▶ _ESTRATTO DEL TESTO_:

>>

E mai come in questo film Bond appare fragile, quasi marginale alla narrazione che, infatti, parte con un flashback su Madeleine Swann, già coprotagonista di Spectre, in una pellicola che, in fondo, racconta più lei di 007, la rende punto focale e fulcro degli eventi, nonché elemento cardine del colpo di scena finale. Questa dualità di No time to die è evidente sin dalla canzone di testa, cantata con voce soffusa da Billie Eilish su una base che riprende molteplici citazioni da altre Bond song, e il cui testo potrebbe riguardare entrambi i protagonisti di una relazione di coppia travisata dal sospetto, mentre il film si conclude sulla donna che torna a rivisitare i luoghi percorsi in precedenza assieme all’agente segreto.
Ma la perdita di centralità riguarda tutti i protagonisti supposti, non solo il capitale agente segreto, ma anche la sua nemesi, peraltro più legata a Madeleine che a lui, che diventa una figura pressoché secondaria, alla Spectre, pericolosamente tentacolare ma spazzata via in un attimo con un’arma virale e genetica invisibile e intangibile, fatta di nanoparticelle che si impiantano nel corpo minandolo a vita. Di fronte a quest’impotenza generalizzata, che si fa inconsapevole e ironica eco dei tempi, in fondo anche la scelta finale di 007 assume una solida coerenza melodrammatica che getta nuova luce sul personaggio e sulle sue avventure.

<<

▶ _MATERIALE DI STUDIO_:
>>

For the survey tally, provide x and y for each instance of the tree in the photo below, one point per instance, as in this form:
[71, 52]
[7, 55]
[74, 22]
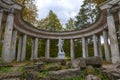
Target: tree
[87, 15]
[51, 22]
[29, 11]
[70, 25]
[98, 1]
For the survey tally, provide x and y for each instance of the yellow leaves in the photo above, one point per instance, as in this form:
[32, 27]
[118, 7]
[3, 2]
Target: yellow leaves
[98, 1]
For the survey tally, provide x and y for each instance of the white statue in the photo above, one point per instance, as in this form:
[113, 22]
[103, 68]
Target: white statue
[61, 54]
[60, 44]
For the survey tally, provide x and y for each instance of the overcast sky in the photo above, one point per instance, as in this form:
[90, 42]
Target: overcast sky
[64, 9]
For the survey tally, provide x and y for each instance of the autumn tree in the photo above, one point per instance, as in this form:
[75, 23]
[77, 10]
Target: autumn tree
[29, 11]
[70, 25]
[51, 22]
[87, 15]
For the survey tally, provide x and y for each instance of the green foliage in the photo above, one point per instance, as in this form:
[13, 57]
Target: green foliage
[87, 15]
[51, 22]
[70, 25]
[98, 1]
[5, 69]
[43, 73]
[29, 11]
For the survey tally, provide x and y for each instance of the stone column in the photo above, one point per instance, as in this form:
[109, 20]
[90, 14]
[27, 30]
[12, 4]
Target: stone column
[99, 47]
[84, 51]
[34, 48]
[72, 49]
[1, 15]
[13, 44]
[23, 55]
[47, 51]
[7, 39]
[19, 49]
[113, 39]
[95, 39]
[106, 46]
[119, 17]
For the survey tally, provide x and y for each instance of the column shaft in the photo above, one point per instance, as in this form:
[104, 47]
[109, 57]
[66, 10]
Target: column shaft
[24, 47]
[72, 49]
[99, 47]
[1, 15]
[34, 48]
[106, 46]
[7, 39]
[47, 51]
[13, 44]
[84, 52]
[113, 39]
[95, 39]
[19, 49]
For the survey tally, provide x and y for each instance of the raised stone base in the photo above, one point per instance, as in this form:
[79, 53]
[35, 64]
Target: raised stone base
[61, 55]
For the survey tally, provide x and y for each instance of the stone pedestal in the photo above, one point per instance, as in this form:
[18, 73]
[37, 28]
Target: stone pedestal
[1, 15]
[106, 46]
[61, 55]
[95, 40]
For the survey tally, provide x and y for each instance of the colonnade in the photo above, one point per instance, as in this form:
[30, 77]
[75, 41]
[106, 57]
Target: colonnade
[11, 35]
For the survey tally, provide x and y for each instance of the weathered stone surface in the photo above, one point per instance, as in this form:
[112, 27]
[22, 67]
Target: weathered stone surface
[112, 72]
[39, 67]
[54, 67]
[28, 68]
[94, 61]
[56, 75]
[12, 76]
[90, 70]
[53, 60]
[79, 63]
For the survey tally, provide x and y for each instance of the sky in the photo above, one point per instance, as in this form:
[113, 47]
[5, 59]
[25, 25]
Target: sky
[64, 9]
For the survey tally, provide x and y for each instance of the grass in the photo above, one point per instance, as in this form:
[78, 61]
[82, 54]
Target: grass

<<

▶ _ESERCIZI_:
a - Trascrivi dal testo su No time to die il passo compreso tra "Ma la perdita" e "sulle sue avventure.", estremi inclusi.
b - Secondo il testo su No time to die, chi canta la canzone di testa del film?
I record non servono per svolgere gli esercizi.

▶ _SOLUZIONI DEGLI ESERCIZI_:
a -
Ma la perdita di centralità riguarda tutti i protagonisti supposti, non solo il capitale agente segreto, ma anche la sua nemesi, peraltro più legata a Madeleine che a lui, che diventa una figura pressoché secondaria, alla Spectre, pericolosamente tentacolare ma spazzata via in un attimo con un’arma virale e genetica invisibile e intangibile, fatta di nanoparticelle che si impiantano nel corpo minandolo a vita. Di fronte a quest’impotenza generalizzata, che si fa inconsapevole e ironica eco dei tempi, in fondo anche la scelta finale di 007 assume una solida coerenza melodrammatica che getta nuova luce sul personaggio e sulle sue avventure.

b - Billie Eilish.